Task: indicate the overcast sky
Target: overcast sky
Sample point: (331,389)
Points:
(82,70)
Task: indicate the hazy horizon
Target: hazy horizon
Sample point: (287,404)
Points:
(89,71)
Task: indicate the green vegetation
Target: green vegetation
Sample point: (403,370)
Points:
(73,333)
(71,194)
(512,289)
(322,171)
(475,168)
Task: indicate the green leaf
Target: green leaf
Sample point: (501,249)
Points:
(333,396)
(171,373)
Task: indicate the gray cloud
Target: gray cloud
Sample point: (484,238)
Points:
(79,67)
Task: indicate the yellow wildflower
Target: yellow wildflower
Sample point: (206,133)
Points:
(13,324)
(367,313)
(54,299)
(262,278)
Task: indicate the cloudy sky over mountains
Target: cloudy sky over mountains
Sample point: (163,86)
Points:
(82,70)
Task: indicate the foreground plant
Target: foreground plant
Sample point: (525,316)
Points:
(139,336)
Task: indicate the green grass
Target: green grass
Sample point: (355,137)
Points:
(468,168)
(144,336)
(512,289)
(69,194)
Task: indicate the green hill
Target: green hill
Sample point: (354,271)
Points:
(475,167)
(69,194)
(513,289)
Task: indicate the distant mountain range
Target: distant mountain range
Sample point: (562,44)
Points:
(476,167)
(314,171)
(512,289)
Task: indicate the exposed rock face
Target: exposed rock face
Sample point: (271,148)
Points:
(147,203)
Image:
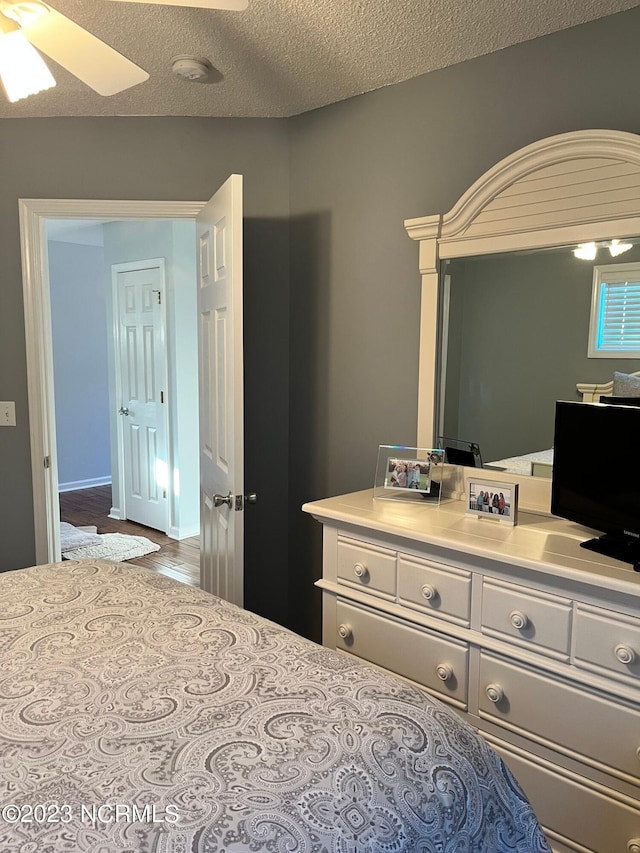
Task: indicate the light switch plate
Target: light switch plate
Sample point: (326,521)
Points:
(7,413)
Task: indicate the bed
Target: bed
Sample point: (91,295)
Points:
(139,714)
(540,462)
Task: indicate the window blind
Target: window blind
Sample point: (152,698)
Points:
(619,327)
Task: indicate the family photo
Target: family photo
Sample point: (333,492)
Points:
(412,474)
(492,499)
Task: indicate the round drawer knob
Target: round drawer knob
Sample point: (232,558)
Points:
(625,654)
(518,619)
(494,692)
(361,571)
(429,592)
(444,671)
(345,632)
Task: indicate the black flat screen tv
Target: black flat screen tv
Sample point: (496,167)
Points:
(596,475)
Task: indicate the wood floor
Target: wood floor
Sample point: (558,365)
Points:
(177,559)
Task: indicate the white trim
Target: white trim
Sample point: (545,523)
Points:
(179,533)
(77,485)
(32,214)
(521,195)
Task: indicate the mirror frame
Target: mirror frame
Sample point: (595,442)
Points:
(570,188)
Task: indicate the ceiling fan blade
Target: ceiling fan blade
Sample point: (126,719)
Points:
(95,63)
(227,5)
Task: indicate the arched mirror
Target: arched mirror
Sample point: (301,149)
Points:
(508,284)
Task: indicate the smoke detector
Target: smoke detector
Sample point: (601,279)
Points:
(190,68)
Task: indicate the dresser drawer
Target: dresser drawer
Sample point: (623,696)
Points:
(590,727)
(437,589)
(572,811)
(532,619)
(437,663)
(606,640)
(364,565)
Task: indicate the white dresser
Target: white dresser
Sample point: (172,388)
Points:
(535,640)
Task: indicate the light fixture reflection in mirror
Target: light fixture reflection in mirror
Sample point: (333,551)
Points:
(514,336)
(588,251)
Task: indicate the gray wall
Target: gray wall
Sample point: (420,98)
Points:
(80,372)
(149,158)
(519,335)
(357,170)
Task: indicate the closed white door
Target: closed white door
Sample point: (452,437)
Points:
(219,246)
(142,380)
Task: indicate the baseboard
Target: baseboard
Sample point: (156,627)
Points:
(183,533)
(76,485)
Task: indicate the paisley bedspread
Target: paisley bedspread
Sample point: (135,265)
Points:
(139,714)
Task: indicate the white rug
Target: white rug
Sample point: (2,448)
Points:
(113,546)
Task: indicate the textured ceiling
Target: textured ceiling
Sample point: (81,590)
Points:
(284,57)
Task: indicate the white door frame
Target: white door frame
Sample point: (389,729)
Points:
(38,339)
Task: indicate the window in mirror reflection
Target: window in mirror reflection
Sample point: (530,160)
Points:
(614,328)
(515,332)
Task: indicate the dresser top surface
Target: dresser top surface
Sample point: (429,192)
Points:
(543,543)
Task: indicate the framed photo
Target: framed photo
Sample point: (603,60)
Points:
(407,473)
(491,499)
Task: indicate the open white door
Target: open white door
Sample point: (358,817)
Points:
(141,380)
(219,244)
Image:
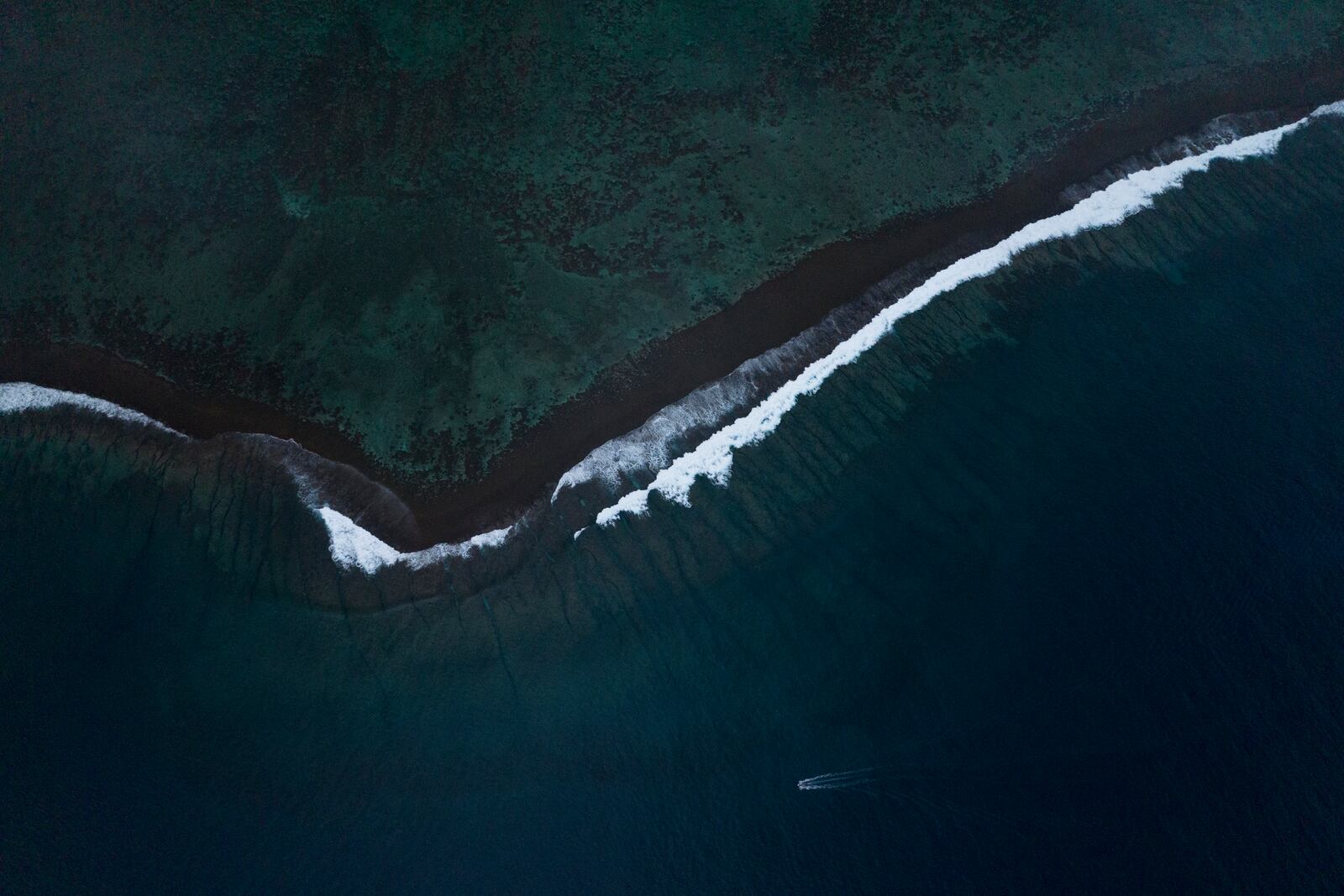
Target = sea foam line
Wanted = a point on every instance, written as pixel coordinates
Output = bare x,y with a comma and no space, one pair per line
355,547
26,396
712,458
351,544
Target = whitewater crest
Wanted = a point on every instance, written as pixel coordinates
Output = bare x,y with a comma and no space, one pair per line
1106,207
26,396
648,448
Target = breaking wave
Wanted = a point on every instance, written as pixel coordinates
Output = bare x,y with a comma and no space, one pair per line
1135,191
689,439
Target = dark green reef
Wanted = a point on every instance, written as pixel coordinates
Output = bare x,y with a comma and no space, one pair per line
425,228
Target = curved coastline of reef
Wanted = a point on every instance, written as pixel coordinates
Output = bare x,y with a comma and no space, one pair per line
624,396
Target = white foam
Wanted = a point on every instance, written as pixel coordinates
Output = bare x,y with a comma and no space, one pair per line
26,396
712,458
355,547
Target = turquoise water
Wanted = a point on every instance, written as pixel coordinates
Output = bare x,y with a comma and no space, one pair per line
1059,562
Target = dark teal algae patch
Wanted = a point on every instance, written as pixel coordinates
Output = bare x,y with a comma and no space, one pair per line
1058,562
430,226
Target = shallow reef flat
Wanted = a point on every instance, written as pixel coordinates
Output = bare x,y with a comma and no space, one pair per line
409,235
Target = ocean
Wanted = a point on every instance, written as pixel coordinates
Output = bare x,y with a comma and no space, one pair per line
1041,593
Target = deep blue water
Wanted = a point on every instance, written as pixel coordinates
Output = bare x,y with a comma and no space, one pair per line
1059,562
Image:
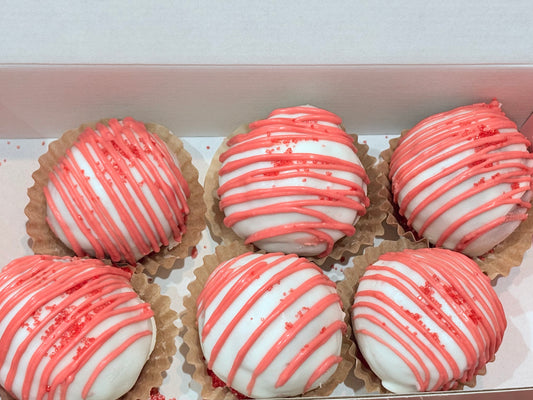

◆ WRITTEN EXERCISE
Copy every entry above word for word, without the pictures.

◆ SOLUTION TO THE EXERCISE
Task: indicate the overcast sky
Target: overcast sky
Sample point: (331,389)
Points:
(82,70)
Task: indicate the hazy horizon
Target: hazy horizon
Sample point: (287,404)
Points:
(89,71)
Task: indicate the green vegetation
Target: green vegetation
Sample point: (403,370)
Points:
(73,333)
(71,194)
(512,289)
(322,171)
(475,168)
Task: indicate the green leaf
Target: green leaf
Sample point: (501,249)
Points:
(333,396)
(171,373)
Task: indicate the gray cloud
Target: gray cloud
Sample point: (484,238)
Points:
(79,67)
Task: indicate the yellow wildflower
Target: yellow wildflower
Sample point: (206,133)
Points:
(13,324)
(367,313)
(54,299)
(262,278)
Task: indicate the cloudy sky over mountains
Target: cloudy sky over mountains
Sample point: (163,86)
Points:
(82,70)
Task: indicate the foreground plant
Target: foreground plant
Sample point: (525,316)
Points:
(139,336)
Task: indicate the green grass
Target: green grass
Sample point: (355,137)
Points:
(468,168)
(144,336)
(512,289)
(69,194)
Task: indicate the green hill
Target: green hill
Sample point: (354,271)
Points:
(475,167)
(69,194)
(513,289)
Task: indicate the distant mountain range
Target: distant mountain range
Sample point: (562,44)
Points:
(476,167)
(314,171)
(512,289)
Task: indicate the exposed rock face
Target: exposed rock face
Sample point: (271,148)
Points:
(147,203)
Image:
Task: indicate the light switch plate
Target: light switch plate
Sample point: (326,521)
Points:
(7,413)
Task: indicate the bed
Target: bed
Sample point: (91,295)
Points:
(139,714)
(540,462)
Task: indicate the window blind
Target: window blind
Sample point: (152,698)
Points:
(619,327)
Task: indicate the family photo
Target: family photo
Sample point: (333,492)
Points:
(412,474)
(492,499)
Task: indicate the round drawer knob
Target: round drawer knob
Sample point: (232,558)
Points:
(625,654)
(518,619)
(494,692)
(361,571)
(429,592)
(444,671)
(345,632)
Task: indicate the black flat screen tv
Target: black flat screen tv
Sample point: (496,167)
Points:
(596,475)
Task: indicate the wood floor
Target: wood floor
Sample point: (558,365)
Points:
(177,559)
Task: indicate the white trim
Target: white trim
Sample point: (545,523)
Points:
(179,533)
(77,485)
(32,214)
(521,195)
Task: indicate the mirror frame
Target: mirror frame
Sample point: (595,442)
Points:
(570,188)
Task: indicate the ceiling fan blade
Target: ceiling fan blade
Sample point: (126,719)
Points:
(95,63)
(227,5)
Task: indicate the arched mirror
Target: arched mirror
Sample point: (301,149)
Points:
(508,284)
Task: indicate the smoke detector
Target: smoke detector
Sample point: (601,279)
Points:
(190,68)
Task: indicate the dresser drawer
Target: dresser drawer
Sample point: (623,696)
Points:
(590,727)
(437,589)
(572,811)
(532,619)
(437,663)
(606,640)
(364,565)
Task: indicate the white dresser
Target: white dresser
Sample point: (172,388)
Points:
(535,640)
Task: indicate the light fixture reflection in mirror
Target: light fixture reflection in mirror
Sample point: (333,551)
Points:
(514,336)
(588,251)
Task: indicate the gray wall
Target: gray wall
Sample point: (420,98)
Points:
(80,372)
(149,158)
(519,335)
(357,170)
Task: indicate the closed white door
Target: closed white door
Sample point: (452,437)
Points:
(219,246)
(142,380)
Task: indicate the baseboard
Target: baseboard
Sample point: (156,627)
Points:
(183,533)
(76,485)
Task: indicate the paisley bedspread
Target: paisley bedspread
Sample point: (135,265)
Points:
(139,714)
Task: indicate the white rug
Target: white rug
Sample point: (2,448)
Points:
(113,546)
Task: indicate the textured ceiling
Target: textured ceiling
Sample point: (81,590)
Points:
(284,57)
Task: indicate the white door frame
Target: white door frame
Sample point: (389,729)
Points:
(38,339)
Task: indicate the window in mirror reflection
Target: window in mirror reflection
Sample point: (530,160)
Points:
(614,328)
(515,332)
Task: indicate the dresser top surface
Target: dresser top surface
Sample point: (429,192)
Points:
(543,543)
Task: indicate the framed photo
Target: framed photo
Sample point: (603,60)
Points:
(407,473)
(491,499)
Task: indicate the open white door
Target: open white door
Sample point: (358,817)
Points:
(141,380)
(219,244)
Image:
Target = sea foam line
Wanted = a point on every instance, written as pixel coordinates
Output = bare x,y with a comma and no space, one pair per line
355,547
26,396
712,458
351,544
Target = whitewater crest
Wanted = a point on every instance, written as pixel coordinates
Output = bare x,y with a comma and no space, one pair per line
1106,207
26,396
648,448
Target = breaking wave
Wanted = a point on every instance, written as pixel coordinates
Output = bare x,y with a comma and no space, one pair per line
1135,191
689,439
Target = dark green reef
Wanted = a point on every instance, written as pixel coordinates
Output = bare x,y with a comma and no space, one pair per line
425,228
Target = curved coastline of reef
Wanted = a point on every instance, written as pixel coordinates
Output = bare x,y with a comma and no space, one pair per line
624,396
Target = white foam
Wanted = a point on every instance, written as pixel coordinates
Output = bare x,y with a comma and no space, one pair per line
26,396
712,458
355,547
Target = turquoise water
Wanted = a point on every instance, written as pixel coordinates
Output = bare x,y with a comma and no space, one pair per line
1059,562
Target = dark teal algae patch
Wanted = a point on every instance, written as pixel coordinates
Output = bare x,y with a comma and no space, one pair per line
1058,562
430,226
Target = shallow reef flat
Wanted = a point on every instance, written as pixel coordinates
Output = bare x,y with a comma and no space, one pair per line
409,235
Target = ocean
Wanted = a point on every instance, written as pixel coordinates
Output = bare x,y with a comma and no space, one pair per line
1041,593
Target = deep blue water
Wanted = a point on every instance, written as pixel coordinates
Output = bare x,y with a comma and no space, one pair per line
1059,562
Image:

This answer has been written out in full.